* **Extrait du document**:
_ _ _ _ _ _ _
Un renard dans un tableau de pierre

Publié le 25/03/2024

Cette plaque, qui provient de l’Atelier royal de marqueterie de pierres dures des Gobelins, aux armes de Louis XIV, a été adjugée 459 200 €

Tajan

« Le renard ne sent pas sa propre odeur », dit-on. Cela vaut mieux, car il se fuirait. Cet animal élégant, mais brutal, est l’un des personnages parmi les plus utilisés dans les fables et les contes. Depuis Esope jusqu’à La Fontaine en passant par Pierre de Saint-Cloud, l’un des auteurs du roman de Renart, celui que l’on surnomme le Goupil se faufile entre les images et les mots, semant ruses et carnage autour de lui. On ne l’apprécie guère dans les campagnes et cela se comprend, c’est ce qui fait dire encore : « Quand court le renard, le poulet a des ailes. » Mais les poules n’ont guère de chance lorsqu’il chasse. À propos de chasse, les Britanniques prenaient, il n’y a pas si longtemps, le prétexte de se lancer à sa poursuite afin de se mettre en selle, de souffler dans leur cor (à ne pas confondre avec la trompe) de découpler leurs chiens, et se lancer dans des cavalcades éperdues. Las, un « épris de la nature » a réussi à interdire ce jeu. Les Britanniques n’en ont eu cure et ont remplacé l’animal vivant par une peau à son odeur.

Il reste que ce vulpes vulpes au museau et aux oreilles pointus possède une fourrure rousse du plus bel effet, celle-ci renforcée par une queue touffue. Les représentations graphiques sont légion. Il en est une aperçue il y a quelques mois, dans une position aux aguets, sur une pierre dure dans un paysage, qui a été adjugée 459 200 €, le 19 décembre 2023 par la maison Tajan. Cette plaque provient de l’Atelier royal de marqueterie de pierres dures (jaspes, jaspe orbiculaire, agate, agates jaspées, onyx, calcédoine) de la manufacture des Gobelins, et a fait partie d’une table en marqueterie de pierres dures et marbres aux armes de Louis XIV.
_ _ _ _ _ _ _
* **Données fournies**:
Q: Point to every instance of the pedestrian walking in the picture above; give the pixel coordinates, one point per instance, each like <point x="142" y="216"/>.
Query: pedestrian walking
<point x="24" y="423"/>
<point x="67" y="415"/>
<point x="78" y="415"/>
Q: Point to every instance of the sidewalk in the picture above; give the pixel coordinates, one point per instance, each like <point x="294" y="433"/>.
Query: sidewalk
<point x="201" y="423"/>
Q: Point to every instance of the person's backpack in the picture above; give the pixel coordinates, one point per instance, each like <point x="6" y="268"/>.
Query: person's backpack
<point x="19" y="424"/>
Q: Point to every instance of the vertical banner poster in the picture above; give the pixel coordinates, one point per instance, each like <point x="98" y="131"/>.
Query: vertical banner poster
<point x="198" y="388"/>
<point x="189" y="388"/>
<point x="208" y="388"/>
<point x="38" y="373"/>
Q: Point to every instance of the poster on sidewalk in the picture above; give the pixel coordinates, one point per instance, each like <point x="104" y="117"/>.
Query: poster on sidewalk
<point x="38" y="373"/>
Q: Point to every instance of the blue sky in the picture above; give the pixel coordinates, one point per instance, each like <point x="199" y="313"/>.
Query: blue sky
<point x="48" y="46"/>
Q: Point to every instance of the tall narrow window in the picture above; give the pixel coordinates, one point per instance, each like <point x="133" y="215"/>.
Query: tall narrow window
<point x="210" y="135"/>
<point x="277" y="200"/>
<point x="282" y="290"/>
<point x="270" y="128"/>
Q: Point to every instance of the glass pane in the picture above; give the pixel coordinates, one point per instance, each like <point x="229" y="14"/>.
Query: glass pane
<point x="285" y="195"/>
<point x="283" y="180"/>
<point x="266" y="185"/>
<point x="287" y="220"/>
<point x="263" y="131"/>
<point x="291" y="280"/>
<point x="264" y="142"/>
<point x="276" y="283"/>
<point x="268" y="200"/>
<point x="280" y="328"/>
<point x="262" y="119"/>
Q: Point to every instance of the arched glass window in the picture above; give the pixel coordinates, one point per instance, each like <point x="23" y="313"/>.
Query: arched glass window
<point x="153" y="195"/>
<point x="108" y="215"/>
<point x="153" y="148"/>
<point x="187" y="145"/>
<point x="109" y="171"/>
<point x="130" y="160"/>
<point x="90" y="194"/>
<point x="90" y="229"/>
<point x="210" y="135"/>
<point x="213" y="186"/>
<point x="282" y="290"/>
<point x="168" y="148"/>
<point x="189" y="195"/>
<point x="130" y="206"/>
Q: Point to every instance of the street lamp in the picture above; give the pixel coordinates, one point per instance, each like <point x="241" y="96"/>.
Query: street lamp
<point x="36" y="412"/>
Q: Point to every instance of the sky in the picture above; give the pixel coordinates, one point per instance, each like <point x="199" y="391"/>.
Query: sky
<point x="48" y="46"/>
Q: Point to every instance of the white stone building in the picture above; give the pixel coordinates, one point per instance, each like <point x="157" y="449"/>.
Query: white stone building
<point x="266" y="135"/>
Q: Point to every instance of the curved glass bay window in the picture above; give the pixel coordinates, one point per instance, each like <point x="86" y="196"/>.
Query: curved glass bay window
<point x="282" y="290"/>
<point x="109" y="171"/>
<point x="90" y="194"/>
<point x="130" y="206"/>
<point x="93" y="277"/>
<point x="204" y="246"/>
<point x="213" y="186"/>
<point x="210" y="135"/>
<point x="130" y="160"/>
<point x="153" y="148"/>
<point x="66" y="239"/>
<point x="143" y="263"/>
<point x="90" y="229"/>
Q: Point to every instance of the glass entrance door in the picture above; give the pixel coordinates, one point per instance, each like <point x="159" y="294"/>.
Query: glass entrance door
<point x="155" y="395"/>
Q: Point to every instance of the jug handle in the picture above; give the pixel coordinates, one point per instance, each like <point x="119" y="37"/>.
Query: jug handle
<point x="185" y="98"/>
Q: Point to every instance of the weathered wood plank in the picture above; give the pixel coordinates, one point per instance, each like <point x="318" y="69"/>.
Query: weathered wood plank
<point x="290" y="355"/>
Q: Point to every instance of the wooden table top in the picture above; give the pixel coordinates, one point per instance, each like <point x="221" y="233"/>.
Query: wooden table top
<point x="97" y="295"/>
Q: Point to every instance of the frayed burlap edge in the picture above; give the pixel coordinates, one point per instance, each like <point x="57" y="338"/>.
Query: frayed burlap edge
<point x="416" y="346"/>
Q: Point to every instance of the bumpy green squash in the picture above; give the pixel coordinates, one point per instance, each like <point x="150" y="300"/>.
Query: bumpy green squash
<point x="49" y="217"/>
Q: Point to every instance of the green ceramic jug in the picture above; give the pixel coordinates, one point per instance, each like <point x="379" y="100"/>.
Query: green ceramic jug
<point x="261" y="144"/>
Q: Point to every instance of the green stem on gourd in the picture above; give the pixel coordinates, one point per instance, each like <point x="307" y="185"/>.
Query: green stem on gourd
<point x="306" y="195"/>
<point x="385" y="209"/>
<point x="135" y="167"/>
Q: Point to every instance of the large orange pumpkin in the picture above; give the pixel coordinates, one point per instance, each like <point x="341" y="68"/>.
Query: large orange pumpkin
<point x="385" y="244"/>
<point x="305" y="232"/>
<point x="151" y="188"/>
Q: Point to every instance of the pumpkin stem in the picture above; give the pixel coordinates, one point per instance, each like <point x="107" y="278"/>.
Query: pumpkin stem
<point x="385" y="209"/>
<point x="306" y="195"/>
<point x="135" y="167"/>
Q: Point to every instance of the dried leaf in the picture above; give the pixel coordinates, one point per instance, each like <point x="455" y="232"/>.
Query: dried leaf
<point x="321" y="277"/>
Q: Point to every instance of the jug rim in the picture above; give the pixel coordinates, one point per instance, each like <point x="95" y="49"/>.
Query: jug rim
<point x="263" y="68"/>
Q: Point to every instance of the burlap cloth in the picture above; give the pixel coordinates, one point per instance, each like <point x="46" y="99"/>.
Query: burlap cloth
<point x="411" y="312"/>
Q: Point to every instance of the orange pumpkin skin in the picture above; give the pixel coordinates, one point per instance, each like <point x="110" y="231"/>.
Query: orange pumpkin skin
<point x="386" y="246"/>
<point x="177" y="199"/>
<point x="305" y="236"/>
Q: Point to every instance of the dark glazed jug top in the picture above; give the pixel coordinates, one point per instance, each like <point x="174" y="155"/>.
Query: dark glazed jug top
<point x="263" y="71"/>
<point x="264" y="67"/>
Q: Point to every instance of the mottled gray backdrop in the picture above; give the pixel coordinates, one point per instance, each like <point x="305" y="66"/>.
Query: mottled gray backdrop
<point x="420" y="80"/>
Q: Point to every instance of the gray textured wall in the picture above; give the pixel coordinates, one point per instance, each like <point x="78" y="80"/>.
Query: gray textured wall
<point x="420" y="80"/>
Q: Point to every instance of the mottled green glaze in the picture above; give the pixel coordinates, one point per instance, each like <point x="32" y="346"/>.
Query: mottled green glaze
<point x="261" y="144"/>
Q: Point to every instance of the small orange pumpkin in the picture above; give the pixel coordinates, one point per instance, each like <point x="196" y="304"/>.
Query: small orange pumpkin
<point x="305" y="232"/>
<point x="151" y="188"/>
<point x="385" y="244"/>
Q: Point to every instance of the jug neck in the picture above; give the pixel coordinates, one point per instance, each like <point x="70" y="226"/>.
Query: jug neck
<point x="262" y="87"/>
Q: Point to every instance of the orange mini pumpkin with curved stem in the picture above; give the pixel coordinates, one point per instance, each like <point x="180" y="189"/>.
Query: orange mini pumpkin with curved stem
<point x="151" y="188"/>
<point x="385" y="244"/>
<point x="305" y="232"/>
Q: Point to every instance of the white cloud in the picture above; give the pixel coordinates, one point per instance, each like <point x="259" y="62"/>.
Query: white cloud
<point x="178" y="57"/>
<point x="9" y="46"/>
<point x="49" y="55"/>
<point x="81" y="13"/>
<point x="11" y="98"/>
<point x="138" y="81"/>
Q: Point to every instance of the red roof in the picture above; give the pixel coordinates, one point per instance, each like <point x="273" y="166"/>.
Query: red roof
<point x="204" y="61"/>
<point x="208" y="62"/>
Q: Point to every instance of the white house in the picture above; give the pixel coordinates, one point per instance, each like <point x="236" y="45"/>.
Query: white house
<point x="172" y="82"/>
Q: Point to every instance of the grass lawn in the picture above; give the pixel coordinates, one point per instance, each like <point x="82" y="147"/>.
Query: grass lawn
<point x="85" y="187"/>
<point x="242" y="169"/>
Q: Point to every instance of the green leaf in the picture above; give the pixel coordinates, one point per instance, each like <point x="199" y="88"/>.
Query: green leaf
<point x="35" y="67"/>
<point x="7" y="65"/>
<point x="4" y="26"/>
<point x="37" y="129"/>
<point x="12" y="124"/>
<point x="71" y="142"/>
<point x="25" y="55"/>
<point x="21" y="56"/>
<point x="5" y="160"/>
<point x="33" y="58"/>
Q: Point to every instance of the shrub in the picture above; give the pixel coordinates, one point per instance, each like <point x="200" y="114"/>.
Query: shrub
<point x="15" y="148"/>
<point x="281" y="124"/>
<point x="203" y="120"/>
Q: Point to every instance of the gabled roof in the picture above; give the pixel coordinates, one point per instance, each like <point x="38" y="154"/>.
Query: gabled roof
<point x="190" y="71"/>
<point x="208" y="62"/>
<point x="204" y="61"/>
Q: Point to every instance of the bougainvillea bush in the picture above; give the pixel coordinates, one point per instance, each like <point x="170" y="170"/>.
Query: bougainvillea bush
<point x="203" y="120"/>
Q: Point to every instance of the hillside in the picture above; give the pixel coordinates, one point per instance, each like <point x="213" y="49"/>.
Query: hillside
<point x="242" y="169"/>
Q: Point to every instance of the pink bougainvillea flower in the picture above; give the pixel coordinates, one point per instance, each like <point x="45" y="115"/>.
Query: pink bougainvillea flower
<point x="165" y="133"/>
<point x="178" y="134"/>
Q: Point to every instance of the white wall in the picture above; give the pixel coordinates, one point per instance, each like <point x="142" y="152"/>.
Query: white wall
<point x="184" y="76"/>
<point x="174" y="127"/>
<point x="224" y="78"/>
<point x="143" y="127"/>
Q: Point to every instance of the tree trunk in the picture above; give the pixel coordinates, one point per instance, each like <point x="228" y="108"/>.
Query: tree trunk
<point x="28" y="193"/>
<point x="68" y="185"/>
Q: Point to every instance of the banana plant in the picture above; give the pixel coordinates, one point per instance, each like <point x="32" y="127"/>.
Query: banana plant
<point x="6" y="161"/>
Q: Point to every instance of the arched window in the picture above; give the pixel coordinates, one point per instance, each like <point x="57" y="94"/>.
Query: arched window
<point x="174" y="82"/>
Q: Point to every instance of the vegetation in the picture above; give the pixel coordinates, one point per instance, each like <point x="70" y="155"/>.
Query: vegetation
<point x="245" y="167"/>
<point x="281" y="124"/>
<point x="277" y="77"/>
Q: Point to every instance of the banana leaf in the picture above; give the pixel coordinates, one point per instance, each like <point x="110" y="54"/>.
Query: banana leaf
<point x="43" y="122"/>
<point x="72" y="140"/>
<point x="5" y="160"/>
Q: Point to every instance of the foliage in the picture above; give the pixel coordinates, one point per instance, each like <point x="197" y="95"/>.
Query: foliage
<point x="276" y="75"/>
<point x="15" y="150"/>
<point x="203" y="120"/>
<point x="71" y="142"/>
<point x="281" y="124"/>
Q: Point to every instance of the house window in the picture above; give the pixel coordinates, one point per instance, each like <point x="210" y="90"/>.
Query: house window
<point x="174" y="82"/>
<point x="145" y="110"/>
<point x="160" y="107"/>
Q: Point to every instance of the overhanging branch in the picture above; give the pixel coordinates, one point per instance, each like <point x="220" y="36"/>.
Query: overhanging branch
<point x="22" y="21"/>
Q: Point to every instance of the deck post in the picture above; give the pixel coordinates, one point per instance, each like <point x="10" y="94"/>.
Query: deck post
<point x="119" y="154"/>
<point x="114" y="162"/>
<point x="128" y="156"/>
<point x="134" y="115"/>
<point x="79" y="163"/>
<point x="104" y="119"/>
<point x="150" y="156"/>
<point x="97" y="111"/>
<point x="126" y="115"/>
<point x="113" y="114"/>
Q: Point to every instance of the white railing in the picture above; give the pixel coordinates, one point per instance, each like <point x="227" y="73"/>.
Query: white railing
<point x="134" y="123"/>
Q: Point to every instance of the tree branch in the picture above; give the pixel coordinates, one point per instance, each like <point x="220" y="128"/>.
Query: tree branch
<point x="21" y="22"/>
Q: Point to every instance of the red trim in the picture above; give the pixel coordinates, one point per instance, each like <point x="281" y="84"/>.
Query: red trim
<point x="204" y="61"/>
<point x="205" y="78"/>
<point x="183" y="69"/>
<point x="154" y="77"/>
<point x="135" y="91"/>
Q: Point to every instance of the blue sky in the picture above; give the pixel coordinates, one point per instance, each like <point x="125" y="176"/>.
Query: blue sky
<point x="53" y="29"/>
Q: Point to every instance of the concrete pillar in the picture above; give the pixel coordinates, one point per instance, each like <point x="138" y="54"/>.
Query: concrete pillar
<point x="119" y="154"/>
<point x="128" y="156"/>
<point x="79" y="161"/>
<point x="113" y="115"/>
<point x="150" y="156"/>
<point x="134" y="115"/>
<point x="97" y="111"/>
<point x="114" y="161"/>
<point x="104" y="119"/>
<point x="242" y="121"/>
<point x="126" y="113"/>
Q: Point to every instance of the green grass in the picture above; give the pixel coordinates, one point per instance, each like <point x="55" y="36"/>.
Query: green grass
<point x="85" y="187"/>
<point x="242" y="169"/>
_ _ _ _ _ _ _
* **Consigne 1**:
Répondez aux questions suivantes d'après l'article sur le renard.
(a) Quel auteur du roman de Renart l'article cite-t-il ?
(b) Par quoi les Britanniques ont-ils remplacé l'animal vivant ?
(c) Pour quelle somme et à quelle date la plaque a-t-elle été adjugée par la maison Tajan ?
* **Consigne 2**:
Poursuivez l'article sur le renard à partir de sa dernière phrase.

* **Corrigé 1**:
(a) Pierre de Saint-Cloud.
(b) Par une peau à son odeur.
(c) Pour 459 200 €, le 19 décembre 2023.

* **Corrigé 2**:
L’Atelier de pierres dures des Gobelins à Paris a été créé à l’initiative de Colbert, comme celui de tapisseries, pour magnifier le rayonnement de Louis XIV. Il a été actif durant une quarantaine d’années entre 1670 et 1710 environ et était exclusivement réservé aux résidences royales du souverain. C’est ainsi que Ferdinando Megliorini et Filippo Branchi, les meilleurs ouvriers de la Galleria di’Lavori de Florence, furent débauchés et prirent la route pour Paris en octobre 1668, leurs bagages remplis de pierres dures. Cet atelier florentin avait été fondé en 1588 par le grand-duc Ferdinand Ier de Médicis, afin de décorer l’église San Lorenzo à Florence. Le résultat fut tel que la plupart des cours royales d’Europe sollicitèrent à leur tour ces « peintres de pierre ». Cette technique fut très populaire, notamment à Naples et en Sicile. Le plus bel exemple de ces peintures de pierre est le dallage de la cathédrale Saint-Jean à Malte, formé de pierres tombales des dignitaires de l’ordre de Saint-Jean de Jérusalem. Une féérie de pièces de marbre de différentes origines et couleurs, dessinant une danse macabre de squelettes brisant des armoiries, ouvrant ou fermant des cercueils, chevauchant des pendules, méditant ou encore jouant de la trompette.